Texte fourni:
========================

Extrait du Journal officiel de la République française
du 10 Juillet 1902

DISCOURS PRONONCÉ PAR
   
M. HENRI WALLON
Sénateur

SÉANCE DU SÉNAT DU 9 JUILLET 1902
   
Messieurs,

Lorsque l'honorable M. Denoix annonça l'intention d'interpeller le ministre de l'instruction publique sur les réformes scolaires projetées je m'étais fait inscrire pour prendre part à la discussion. J'avais reçu de plu­sieurs professeurs de l'enseignement secondaire des lettres qui, sur plus d'un point, en faisaient des critiques très sérieuses, et ils me priaient de les exposer devant vous. Mais trois mois se sont écoulés ; les objections sont venues en plus grand nombre et ont été reproduites, notamment dans la revue consacrée à ces études. Elles ont dû être connues du ministre, et on a eu l'occasion de les discuter devant lui : le conseil supérieur de l'instruction publique avait été convoqué.

========================

Matériau fourni:
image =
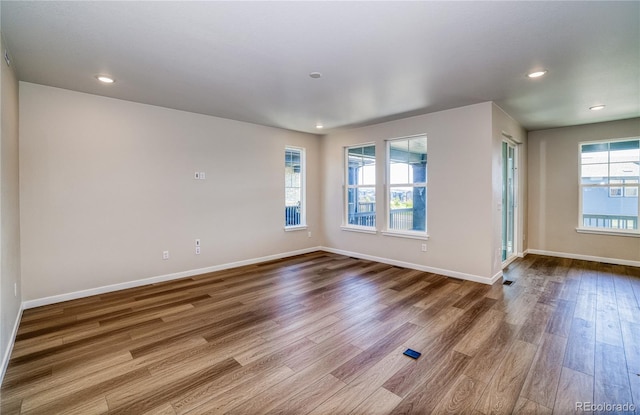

========================

Consigne 1: Relevez toutes les formes verbales conjuguées au plus-que-parfait dans le discours du sénateur.
Consigne 2: D'après le discours du sénateur, combien de temps s'est écoulé depuis que M. Denoix a annoncé son interpellation?
Consigne 3: Poursuivez le discours du sénateur à la suite de sa dernière phrase.

Réponse rédigée 1:
- m'étais fait inscrire
- avais reçu
- avait été convoqué

Réponse rédigée 2: Trois mois.

Réponse rédigée 3:
Dans l'Université, on attendait avec anxiété le résultat de ses délibérations.
Les réformes avaient été conçues par des nommes éclairés, animés des meilleures in­tentions, mais, pour la plupart, étrangers à l'instruction publique ; ils devaient souhaiter eux-mêmes qu'elles subissent le con­trôle de ceux qui avaient la pratique de l'enseignement. Le conseil a été réuni, mais sur les points essentiels de la ré­forme, il n'a pas été consulté. Les professeurs, qui se croyaient appelés à donner leur avis, n'ont pas été entendus : on leur a refusé la parole.
C'est quelque chose de si extraordinaire que je me serais refusé à le croire, si je n'en trouvais l'attestation, sous la signature de l'un des membres du conseil, dans la Revue de l'enseignement secondaire, organe spécial de la société des professeurs de cet ordre d'enseignement.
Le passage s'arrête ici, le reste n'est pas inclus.